The full data must be written out exactly, with every line included.

********

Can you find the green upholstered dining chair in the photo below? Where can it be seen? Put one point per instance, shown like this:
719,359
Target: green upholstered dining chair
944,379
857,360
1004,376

********

▶ [REPLY TO THE TASK]
Can you find the green upholstered dining chair in the photo below? Where can it be seen? Put one point per instance, shown like this:
719,359
Target: green upholstered dining chair
944,379
857,360
1004,376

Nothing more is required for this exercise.